Required tasks:
[1] List the numbers of every claim in the patent claims below that refers back to claim 1.
[2] In the patent claims below, what range of breathing rates do the filter's low and high cutoffs match?

Passage:
____
2. The system of claim 1 where said breathing signal extractor module performs the further function of filtering noise from said input signal.

3. The system of claim 1 wherein said breathing signal is extracted using sliding windows over said input signal.

4. The system of claim 1 wherein said apnea detector module checks for the

absence of a breathing pattern in said breathing signal.

5. The system of claim 1 wherein said breathing signal extractor module performs the functions of: a) obtaining the frequency spectrum of said input signal within a moving window of a predetermined number of samples taken over a pre-determined period of time; b) applying a ban-pass filter to limit the frequencies to a range

corresponding to normal human breathing rates; c) estimating the instantaneous breathing rate as a function of a frequency having the maximum amplitude within said range corresponding to normal breathing rates; and d) shifting said moving window and repeating steps (a) through (d).

6. The system of claim 5 where said frequency spectrum is obtained by applying a fast Fourier transform to said input signal.

7. The system of claim 5 wherein said band pass filter uses a low frequency cutoff of approximately .1 Hz and a high frequency cutoff of approximately .5 Hz, corresponding to a breathing rate range of approximately 6 to 30 breaths per minute.
____
Provided records:
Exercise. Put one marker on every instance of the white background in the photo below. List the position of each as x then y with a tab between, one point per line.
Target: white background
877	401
____
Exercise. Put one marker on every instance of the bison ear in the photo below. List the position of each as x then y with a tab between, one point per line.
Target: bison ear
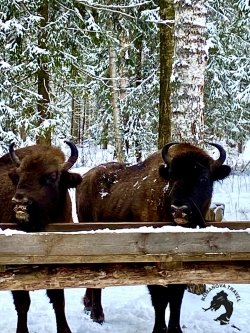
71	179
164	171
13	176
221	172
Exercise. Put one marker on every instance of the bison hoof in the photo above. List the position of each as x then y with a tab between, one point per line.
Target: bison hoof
____
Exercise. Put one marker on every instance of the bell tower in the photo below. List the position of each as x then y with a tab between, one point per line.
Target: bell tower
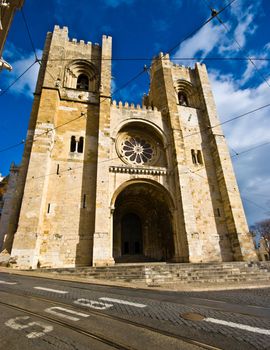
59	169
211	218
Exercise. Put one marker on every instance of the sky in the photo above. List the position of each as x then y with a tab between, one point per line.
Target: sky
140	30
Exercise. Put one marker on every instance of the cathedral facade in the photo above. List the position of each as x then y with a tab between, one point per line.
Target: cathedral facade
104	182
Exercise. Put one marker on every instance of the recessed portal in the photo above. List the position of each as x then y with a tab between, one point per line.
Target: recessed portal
____
Responses by item number:
[1] 2, 3, 4, 5

[2] About 6 to 30 breaths per minute.